Problem to work on
Where a line of the material includes the string "fence", copy that line.
- - -
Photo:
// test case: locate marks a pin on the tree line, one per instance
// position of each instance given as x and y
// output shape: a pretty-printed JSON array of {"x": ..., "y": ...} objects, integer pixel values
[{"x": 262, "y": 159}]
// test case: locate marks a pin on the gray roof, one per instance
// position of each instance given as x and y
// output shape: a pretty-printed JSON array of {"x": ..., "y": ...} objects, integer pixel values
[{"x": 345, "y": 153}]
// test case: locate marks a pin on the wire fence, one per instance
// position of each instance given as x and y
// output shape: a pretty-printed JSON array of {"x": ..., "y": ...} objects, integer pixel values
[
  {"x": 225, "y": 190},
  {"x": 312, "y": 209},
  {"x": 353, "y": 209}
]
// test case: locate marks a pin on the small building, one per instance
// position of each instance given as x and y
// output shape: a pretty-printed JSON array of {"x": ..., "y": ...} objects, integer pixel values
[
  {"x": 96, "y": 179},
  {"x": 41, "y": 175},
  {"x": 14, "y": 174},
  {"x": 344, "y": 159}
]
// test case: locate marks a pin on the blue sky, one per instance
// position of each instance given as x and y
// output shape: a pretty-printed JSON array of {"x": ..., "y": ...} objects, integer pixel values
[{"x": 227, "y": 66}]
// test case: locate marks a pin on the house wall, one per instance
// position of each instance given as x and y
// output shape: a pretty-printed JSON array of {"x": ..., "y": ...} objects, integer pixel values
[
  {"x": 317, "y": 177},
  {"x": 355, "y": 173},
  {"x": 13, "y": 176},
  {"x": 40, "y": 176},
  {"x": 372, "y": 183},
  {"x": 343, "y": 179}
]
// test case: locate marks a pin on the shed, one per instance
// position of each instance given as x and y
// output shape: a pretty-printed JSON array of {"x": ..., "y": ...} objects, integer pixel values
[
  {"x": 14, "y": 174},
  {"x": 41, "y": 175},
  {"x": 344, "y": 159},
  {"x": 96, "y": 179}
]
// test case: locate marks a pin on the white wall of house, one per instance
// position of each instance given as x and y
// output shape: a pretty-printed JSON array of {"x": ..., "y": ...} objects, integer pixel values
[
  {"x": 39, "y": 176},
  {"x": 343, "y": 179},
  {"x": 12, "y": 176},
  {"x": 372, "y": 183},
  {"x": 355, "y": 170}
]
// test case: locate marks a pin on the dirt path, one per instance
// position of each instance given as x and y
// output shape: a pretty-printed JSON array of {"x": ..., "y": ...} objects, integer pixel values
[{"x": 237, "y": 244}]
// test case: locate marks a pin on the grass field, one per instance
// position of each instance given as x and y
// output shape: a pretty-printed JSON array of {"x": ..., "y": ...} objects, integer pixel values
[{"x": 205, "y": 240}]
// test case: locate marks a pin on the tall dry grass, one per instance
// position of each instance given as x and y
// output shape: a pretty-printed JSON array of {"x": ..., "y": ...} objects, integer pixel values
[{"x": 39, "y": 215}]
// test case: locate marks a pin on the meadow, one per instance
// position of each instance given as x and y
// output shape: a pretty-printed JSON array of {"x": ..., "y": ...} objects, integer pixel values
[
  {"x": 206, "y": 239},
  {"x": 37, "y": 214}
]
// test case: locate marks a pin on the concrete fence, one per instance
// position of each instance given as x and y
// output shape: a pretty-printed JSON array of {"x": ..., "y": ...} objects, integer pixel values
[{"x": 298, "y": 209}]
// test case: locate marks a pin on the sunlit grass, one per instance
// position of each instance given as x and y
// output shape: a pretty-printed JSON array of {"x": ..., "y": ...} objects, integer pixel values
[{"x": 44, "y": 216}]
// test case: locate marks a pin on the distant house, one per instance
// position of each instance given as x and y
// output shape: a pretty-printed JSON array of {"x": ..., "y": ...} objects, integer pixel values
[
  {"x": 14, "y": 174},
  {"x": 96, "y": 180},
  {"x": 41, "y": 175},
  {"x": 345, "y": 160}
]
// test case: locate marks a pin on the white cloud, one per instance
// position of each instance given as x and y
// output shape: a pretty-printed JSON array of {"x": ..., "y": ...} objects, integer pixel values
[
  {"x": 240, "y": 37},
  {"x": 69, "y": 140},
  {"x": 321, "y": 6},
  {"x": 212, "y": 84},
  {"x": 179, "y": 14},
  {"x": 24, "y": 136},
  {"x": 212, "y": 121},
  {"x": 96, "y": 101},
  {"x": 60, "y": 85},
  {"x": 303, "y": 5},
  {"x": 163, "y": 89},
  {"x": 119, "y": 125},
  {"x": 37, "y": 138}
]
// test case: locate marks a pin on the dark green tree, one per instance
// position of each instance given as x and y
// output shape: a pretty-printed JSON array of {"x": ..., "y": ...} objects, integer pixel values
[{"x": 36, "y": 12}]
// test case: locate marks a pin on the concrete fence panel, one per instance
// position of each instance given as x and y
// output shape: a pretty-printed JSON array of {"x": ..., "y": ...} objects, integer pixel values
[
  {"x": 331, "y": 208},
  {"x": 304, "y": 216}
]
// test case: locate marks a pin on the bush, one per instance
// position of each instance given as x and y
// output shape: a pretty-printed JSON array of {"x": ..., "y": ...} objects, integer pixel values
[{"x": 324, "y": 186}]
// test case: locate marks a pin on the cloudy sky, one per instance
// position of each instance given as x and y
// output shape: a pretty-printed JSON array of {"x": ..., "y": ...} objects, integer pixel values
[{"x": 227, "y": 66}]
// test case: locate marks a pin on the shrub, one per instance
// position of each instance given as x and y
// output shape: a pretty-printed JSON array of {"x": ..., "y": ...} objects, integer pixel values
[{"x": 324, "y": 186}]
- - -
Solved problem
// test case: locate marks a pin on the wire fence, one per instance
// test case: locate marks a pin on the concrete fence, one per instance
// test case: locate marks a pin on the concrete fence panel, one per instance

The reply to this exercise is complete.